Boundary labeling items
+---+
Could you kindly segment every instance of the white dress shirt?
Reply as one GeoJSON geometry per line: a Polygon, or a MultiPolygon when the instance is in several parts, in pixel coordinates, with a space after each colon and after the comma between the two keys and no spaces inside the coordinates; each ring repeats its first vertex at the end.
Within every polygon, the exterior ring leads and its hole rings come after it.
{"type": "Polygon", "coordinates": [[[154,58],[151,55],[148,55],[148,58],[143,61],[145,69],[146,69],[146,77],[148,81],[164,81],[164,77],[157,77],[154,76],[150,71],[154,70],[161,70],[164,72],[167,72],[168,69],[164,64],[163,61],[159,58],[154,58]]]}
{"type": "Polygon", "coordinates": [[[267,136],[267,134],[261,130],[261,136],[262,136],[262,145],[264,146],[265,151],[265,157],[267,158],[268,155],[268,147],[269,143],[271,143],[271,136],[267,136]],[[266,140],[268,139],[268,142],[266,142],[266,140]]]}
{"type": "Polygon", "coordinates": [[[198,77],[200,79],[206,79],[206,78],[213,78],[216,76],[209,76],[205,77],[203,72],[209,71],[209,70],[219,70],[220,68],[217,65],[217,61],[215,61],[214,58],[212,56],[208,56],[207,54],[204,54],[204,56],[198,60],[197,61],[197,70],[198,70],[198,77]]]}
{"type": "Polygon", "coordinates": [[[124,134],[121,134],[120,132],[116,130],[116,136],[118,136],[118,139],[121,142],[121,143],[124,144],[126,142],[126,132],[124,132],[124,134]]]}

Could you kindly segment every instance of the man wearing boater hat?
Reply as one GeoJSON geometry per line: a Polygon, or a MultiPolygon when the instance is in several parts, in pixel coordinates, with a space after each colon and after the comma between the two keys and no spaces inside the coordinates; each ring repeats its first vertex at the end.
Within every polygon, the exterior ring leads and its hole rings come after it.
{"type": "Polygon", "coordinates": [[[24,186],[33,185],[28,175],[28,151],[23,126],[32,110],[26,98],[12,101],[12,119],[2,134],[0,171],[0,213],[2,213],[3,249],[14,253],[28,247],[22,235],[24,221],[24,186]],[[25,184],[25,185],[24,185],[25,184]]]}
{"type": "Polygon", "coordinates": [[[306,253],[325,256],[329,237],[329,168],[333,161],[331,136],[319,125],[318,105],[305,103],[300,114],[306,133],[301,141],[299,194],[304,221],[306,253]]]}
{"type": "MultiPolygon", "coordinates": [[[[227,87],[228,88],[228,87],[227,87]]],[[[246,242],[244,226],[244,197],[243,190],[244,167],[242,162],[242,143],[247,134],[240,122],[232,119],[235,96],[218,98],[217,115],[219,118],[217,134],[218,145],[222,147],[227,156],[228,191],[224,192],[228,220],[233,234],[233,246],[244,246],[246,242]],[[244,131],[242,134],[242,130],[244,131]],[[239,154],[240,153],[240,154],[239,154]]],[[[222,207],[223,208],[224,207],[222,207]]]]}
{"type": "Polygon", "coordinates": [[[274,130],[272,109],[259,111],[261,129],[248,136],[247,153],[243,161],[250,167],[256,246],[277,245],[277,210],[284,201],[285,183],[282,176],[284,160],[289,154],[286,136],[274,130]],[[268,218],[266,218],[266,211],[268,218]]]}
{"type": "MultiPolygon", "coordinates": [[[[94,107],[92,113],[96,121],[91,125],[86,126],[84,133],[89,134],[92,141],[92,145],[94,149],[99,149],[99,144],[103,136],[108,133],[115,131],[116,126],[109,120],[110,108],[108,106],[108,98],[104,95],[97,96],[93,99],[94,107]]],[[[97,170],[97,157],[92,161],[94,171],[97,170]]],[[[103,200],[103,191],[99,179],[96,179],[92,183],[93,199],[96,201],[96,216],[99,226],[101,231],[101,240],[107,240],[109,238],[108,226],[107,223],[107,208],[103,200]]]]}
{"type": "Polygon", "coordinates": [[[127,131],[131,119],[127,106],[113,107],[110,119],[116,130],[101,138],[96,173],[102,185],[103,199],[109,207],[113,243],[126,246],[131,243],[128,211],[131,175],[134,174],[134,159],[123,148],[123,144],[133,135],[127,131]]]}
+---+
WHAT THE EXERCISE ASKS: Please output the complete data exactly.

ANSWER BELOW:
Could you kindly segment every instance of the white dress shirt?
Reply as one GeoJSON geometry per line: a Polygon, or a MultiPolygon when the instance is in several parts, in pixel coordinates, with a space after each colon and after the comma between the two keys and no spaces inside the coordinates; each ring repeats its first vertex at the end.
Within every polygon, the exterior ring leads and its hole rings come after it.
{"type": "Polygon", "coordinates": [[[154,58],[151,55],[148,55],[148,58],[143,61],[145,69],[146,69],[146,77],[148,81],[164,81],[164,77],[157,77],[154,76],[150,71],[154,70],[161,70],[164,72],[167,72],[168,69],[164,64],[163,61],[159,58],[154,58]]]}
{"type": "Polygon", "coordinates": [[[267,136],[267,134],[261,130],[261,136],[262,136],[262,145],[264,146],[265,151],[265,157],[267,158],[268,155],[268,147],[269,143],[271,143],[271,136],[267,136]],[[266,140],[268,139],[268,142],[266,142],[266,140]]]}
{"type": "Polygon", "coordinates": [[[198,77],[200,79],[206,79],[206,78],[213,78],[216,76],[209,76],[205,77],[203,72],[209,71],[209,70],[219,70],[220,68],[217,65],[217,61],[215,61],[214,58],[212,56],[208,56],[207,54],[204,54],[204,56],[198,60],[197,61],[197,70],[198,70],[198,77]]]}
{"type": "Polygon", "coordinates": [[[124,134],[121,134],[120,132],[116,130],[116,136],[118,136],[118,139],[121,142],[121,143],[124,144],[126,142],[126,132],[124,132],[124,134]]]}

Could you kindly segment every instance of the man wearing boater hat?
Reply as one GeoJSON geometry per line: a Polygon, or a MultiPolygon when the instance is in several parts, in pixel coordinates, with a space after each colon and after the comma between the two keys and no spaces inside the coordinates; each ring repeats its first vertex at the end.
Within every polygon, the exterior ring leads and its hole rings come after it.
{"type": "Polygon", "coordinates": [[[24,186],[33,185],[28,175],[28,151],[23,126],[32,110],[26,98],[12,101],[12,119],[2,134],[0,171],[0,213],[2,213],[3,249],[14,253],[28,247],[22,235],[24,221],[24,186]],[[25,184],[25,185],[24,185],[25,184]]]}
{"type": "Polygon", "coordinates": [[[306,253],[325,256],[329,237],[329,168],[333,161],[331,136],[319,125],[318,105],[305,103],[300,114],[306,133],[301,141],[299,194],[304,221],[306,253]]]}
{"type": "MultiPolygon", "coordinates": [[[[227,87],[228,88],[228,87],[227,87]]],[[[246,242],[244,226],[244,197],[243,190],[244,167],[242,162],[242,143],[247,134],[240,122],[232,119],[235,96],[218,98],[217,115],[219,118],[217,134],[218,145],[222,147],[227,156],[228,191],[224,192],[228,220],[233,234],[233,246],[244,246],[246,242]],[[244,131],[242,134],[242,130],[244,131]],[[239,154],[240,153],[240,154],[239,154]]],[[[222,207],[223,208],[224,207],[222,207]]]]}
{"type": "Polygon", "coordinates": [[[274,130],[272,109],[259,111],[261,129],[248,136],[247,153],[243,161],[250,167],[256,246],[277,245],[277,210],[284,201],[285,183],[282,176],[284,160],[289,154],[286,136],[274,130]],[[268,218],[266,218],[266,211],[268,218]]]}
{"type": "MultiPolygon", "coordinates": [[[[94,107],[92,113],[96,121],[91,125],[86,126],[84,133],[89,134],[92,141],[92,145],[94,149],[99,149],[99,144],[103,136],[108,133],[115,131],[116,126],[109,120],[110,108],[108,106],[108,98],[104,95],[97,96],[93,99],[94,107]]],[[[97,170],[97,157],[92,161],[94,171],[97,170]]],[[[103,200],[103,191],[99,179],[96,179],[92,183],[93,199],[96,201],[96,216],[99,226],[101,231],[101,240],[107,240],[109,238],[108,226],[107,223],[107,208],[103,200]]]]}
{"type": "Polygon", "coordinates": [[[127,131],[131,119],[127,106],[113,107],[110,119],[116,130],[101,138],[96,173],[102,185],[103,199],[109,207],[113,243],[126,246],[131,243],[128,211],[131,175],[134,174],[134,159],[123,148],[123,144],[133,135],[127,131]]]}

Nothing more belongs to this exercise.